Set the pictures aside and return each record below precisely as written.

Region pointing data
....
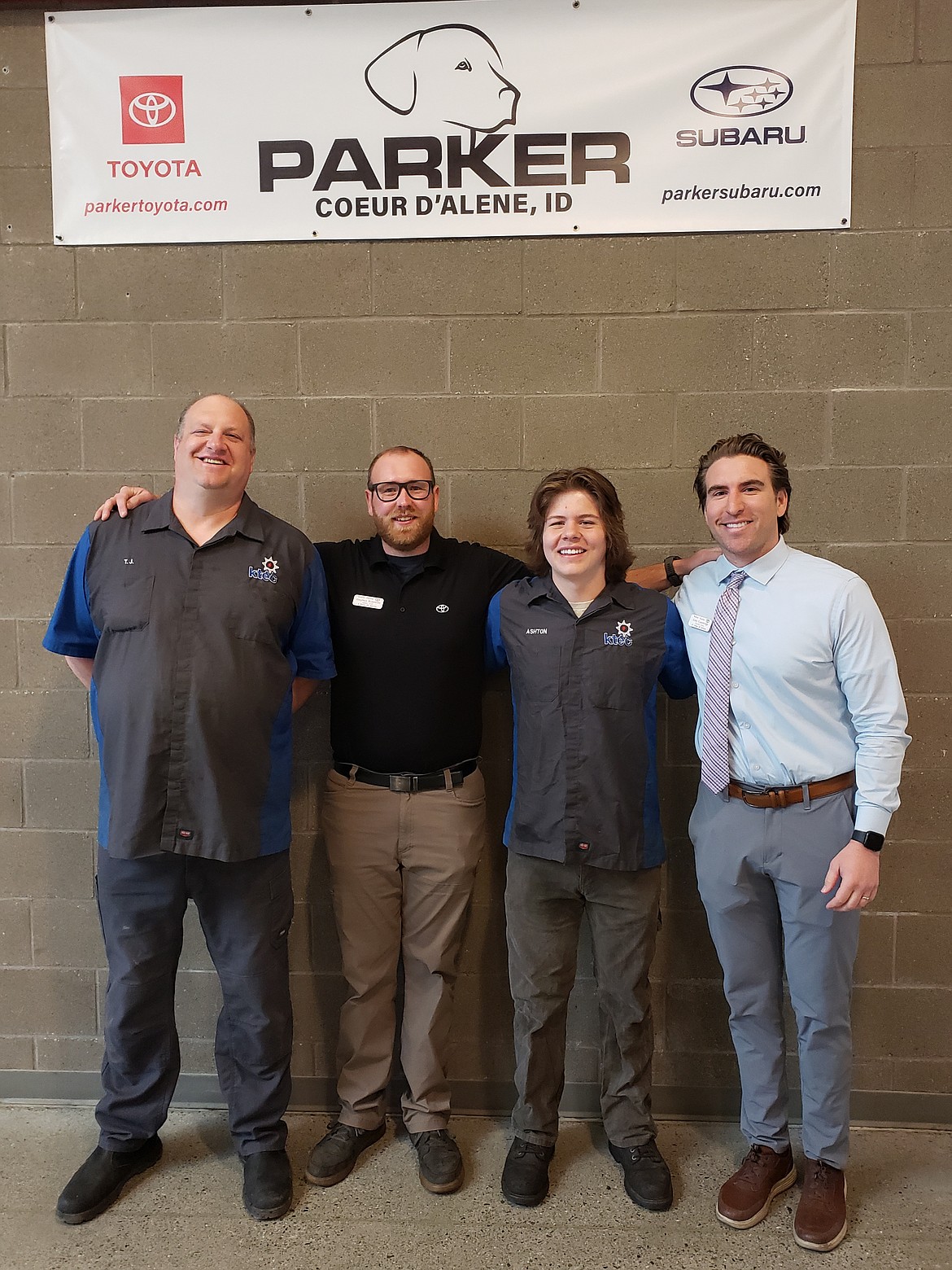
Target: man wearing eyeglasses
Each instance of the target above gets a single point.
(404, 808)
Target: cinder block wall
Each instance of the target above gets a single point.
(501, 360)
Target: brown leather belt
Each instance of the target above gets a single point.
(787, 795)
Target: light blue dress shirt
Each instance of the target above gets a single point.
(814, 682)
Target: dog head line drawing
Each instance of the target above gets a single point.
(451, 72)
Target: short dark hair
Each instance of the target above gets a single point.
(605, 496)
(400, 450)
(750, 444)
(202, 396)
....
■ **COMPLETED EXERCISE**:
Target: man wearing eyeglasses
Each instance of the target above gets a single point.
(404, 808)
Target: cinder block wall
Each instance of the target above gets a single point.
(501, 360)
Target: brown leather belt
Each instance of the target above gets a single point.
(787, 795)
Target: light blue dress shirt
Each instance of the target above gets a single point.
(814, 682)
Target: dog head line drawing
Each instance of the target above gets a single point.
(451, 72)
Target: short dark hair
Each instance of the target above gets a single point.
(605, 496)
(400, 450)
(750, 444)
(202, 396)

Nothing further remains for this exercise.